= Beginning of Section =

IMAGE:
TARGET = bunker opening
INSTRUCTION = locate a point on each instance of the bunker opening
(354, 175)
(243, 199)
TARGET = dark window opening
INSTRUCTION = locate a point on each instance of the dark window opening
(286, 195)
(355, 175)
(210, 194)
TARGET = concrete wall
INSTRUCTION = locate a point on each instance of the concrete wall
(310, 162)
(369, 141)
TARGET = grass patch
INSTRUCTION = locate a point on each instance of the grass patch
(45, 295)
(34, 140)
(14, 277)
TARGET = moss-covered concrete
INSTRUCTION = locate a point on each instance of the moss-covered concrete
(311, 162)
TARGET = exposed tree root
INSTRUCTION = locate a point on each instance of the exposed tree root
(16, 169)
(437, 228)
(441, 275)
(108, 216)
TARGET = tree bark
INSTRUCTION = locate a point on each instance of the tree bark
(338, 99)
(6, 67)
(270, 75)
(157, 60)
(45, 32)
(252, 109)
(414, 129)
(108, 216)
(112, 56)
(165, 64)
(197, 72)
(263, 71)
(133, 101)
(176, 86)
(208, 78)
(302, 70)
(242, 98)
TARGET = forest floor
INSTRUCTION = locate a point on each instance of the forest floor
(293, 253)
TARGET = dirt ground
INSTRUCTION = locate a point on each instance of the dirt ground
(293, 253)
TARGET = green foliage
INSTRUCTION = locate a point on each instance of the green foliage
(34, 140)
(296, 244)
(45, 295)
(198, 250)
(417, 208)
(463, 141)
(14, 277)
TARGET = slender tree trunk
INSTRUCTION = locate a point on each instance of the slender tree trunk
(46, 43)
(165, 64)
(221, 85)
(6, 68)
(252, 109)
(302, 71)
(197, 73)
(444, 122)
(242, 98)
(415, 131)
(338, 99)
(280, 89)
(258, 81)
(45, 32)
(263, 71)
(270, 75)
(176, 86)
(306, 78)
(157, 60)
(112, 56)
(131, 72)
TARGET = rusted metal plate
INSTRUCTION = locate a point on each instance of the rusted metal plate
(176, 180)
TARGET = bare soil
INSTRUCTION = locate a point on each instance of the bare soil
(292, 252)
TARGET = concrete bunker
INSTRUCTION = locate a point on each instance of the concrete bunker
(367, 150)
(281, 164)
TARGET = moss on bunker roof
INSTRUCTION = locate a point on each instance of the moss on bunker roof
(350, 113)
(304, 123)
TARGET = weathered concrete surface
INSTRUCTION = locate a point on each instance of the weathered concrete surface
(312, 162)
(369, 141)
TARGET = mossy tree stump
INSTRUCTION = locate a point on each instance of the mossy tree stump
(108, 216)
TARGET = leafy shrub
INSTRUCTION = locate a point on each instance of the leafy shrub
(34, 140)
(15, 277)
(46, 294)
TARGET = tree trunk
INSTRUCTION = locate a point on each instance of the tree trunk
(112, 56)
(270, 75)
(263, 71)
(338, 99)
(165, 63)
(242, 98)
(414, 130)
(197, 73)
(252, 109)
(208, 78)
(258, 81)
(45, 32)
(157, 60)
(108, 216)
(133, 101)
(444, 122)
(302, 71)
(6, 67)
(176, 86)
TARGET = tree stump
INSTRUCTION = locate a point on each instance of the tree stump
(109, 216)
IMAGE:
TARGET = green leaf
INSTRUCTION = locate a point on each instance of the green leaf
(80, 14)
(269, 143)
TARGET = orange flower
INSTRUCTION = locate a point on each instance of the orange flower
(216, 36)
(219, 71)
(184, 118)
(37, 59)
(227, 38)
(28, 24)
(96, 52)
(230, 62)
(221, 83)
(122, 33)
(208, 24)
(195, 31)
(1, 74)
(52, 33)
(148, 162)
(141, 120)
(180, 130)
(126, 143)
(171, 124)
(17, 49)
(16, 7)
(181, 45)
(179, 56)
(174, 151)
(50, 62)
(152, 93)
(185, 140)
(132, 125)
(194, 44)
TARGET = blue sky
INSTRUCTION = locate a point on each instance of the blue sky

= End of Section =

Task statement: Above are the records; copy exactly the lines from the line with "TARGET = concrete bunker" through the line with "TARGET = mossy tree stump", both included.

Task answer:
TARGET = concrete bunker
INSTRUCTION = locate a point on each instance of the concrete bunker
(367, 150)
(281, 164)
TARGET = moss on bunker roof
INSTRUCTION = locate a point on each instance of the moss on bunker roof
(350, 113)
(304, 123)
TARGET = weathered concrete surface
INSTRUCTION = locate a point on each instance of the weathered concrete surface
(312, 162)
(369, 141)
TARGET = mossy tree stump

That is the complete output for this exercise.